• **The problem**
Everything from the line containing "Point to the hare's front" to the final line of the records below should be given again exactly, and nothing else.

★ ★ ★ ★

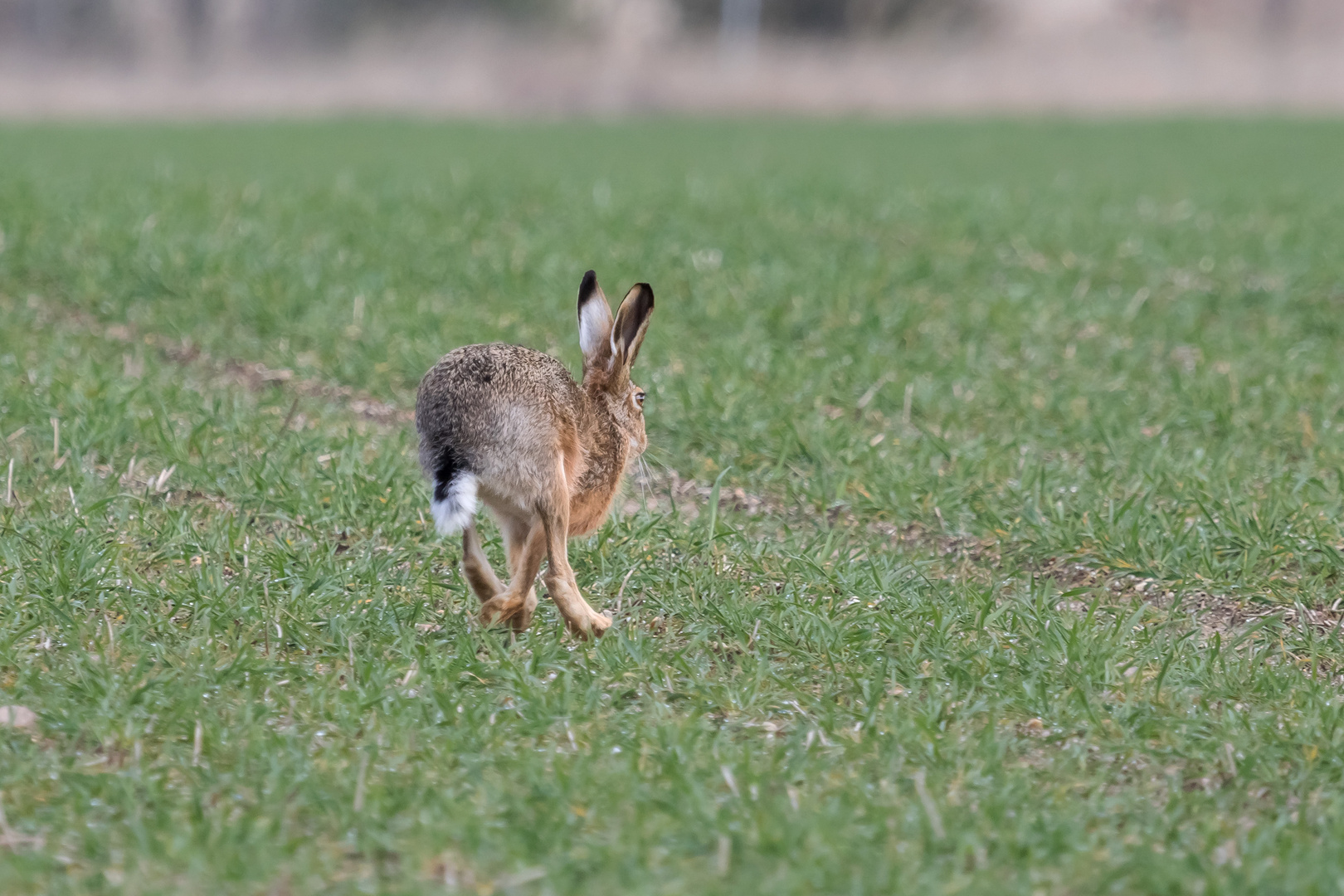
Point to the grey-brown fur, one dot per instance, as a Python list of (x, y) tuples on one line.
[(511, 427)]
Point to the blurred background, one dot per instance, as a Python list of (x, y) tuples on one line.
[(210, 58)]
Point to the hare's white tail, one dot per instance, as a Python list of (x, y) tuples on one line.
[(455, 503)]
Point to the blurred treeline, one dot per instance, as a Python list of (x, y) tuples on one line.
[(144, 28)]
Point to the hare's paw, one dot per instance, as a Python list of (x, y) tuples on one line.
[(590, 625), (509, 609)]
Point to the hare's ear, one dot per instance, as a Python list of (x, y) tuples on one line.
[(632, 321), (594, 321)]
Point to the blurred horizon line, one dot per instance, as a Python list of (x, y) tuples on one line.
[(637, 56)]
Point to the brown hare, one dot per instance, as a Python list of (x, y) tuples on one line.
[(546, 455)]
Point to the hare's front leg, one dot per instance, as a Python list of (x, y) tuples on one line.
[(524, 542), (559, 577)]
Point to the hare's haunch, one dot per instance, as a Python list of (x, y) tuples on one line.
[(546, 455)]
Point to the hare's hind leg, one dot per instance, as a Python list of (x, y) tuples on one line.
[(477, 567), (524, 542), (559, 577)]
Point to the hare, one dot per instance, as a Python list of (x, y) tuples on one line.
[(546, 455)]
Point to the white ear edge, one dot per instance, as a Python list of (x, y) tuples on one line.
[(594, 325)]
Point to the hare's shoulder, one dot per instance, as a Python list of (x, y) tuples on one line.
[(502, 363)]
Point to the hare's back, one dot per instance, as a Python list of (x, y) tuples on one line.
[(492, 405)]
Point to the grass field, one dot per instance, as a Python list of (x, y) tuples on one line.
[(1023, 571)]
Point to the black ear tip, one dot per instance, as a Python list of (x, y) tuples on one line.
[(587, 286)]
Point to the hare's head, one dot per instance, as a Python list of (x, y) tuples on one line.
[(609, 349)]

★ ★ ★ ★

• **Expected answer**
Point to the hare's front leg, one dot per instance, as a Python list of (x, y) tuples on one line.
[(524, 542), (559, 577)]
Point to the hare's haunch, one dot per instance, as a Python list of (x, y) tuples on one line.
[(546, 455)]
Point to the hare's hind leg, one dot per instance, as a Python list of (x, y) tuples on one line.
[(477, 567), (524, 542), (559, 577)]
Point to the hare, one dot per instance, as a Python list of (x, y) tuples on one line.
[(546, 455)]
Point to the white ear edge, one dot per instance, as a Python list of (x, y) tuples on one line.
[(594, 325)]
Point to the hare's shoulder, one dot per instance, as a Python list of (x, y) tuples on one line.
[(502, 363)]
Point to the hare's back, one dot per instance, as a Python list of (x, y) tuples on one line.
[(492, 405)]
Point to the grass field, one dot per instance, as a Python list of (x, y) tuples on one line.
[(1023, 571)]
Point to the black ear tip, one dot per instance, as a Python list of (x, y) tuples on one line.
[(587, 286)]
Point to the hare's head, one dot per instance, as a Python list of (x, y) tuples on one line.
[(609, 349)]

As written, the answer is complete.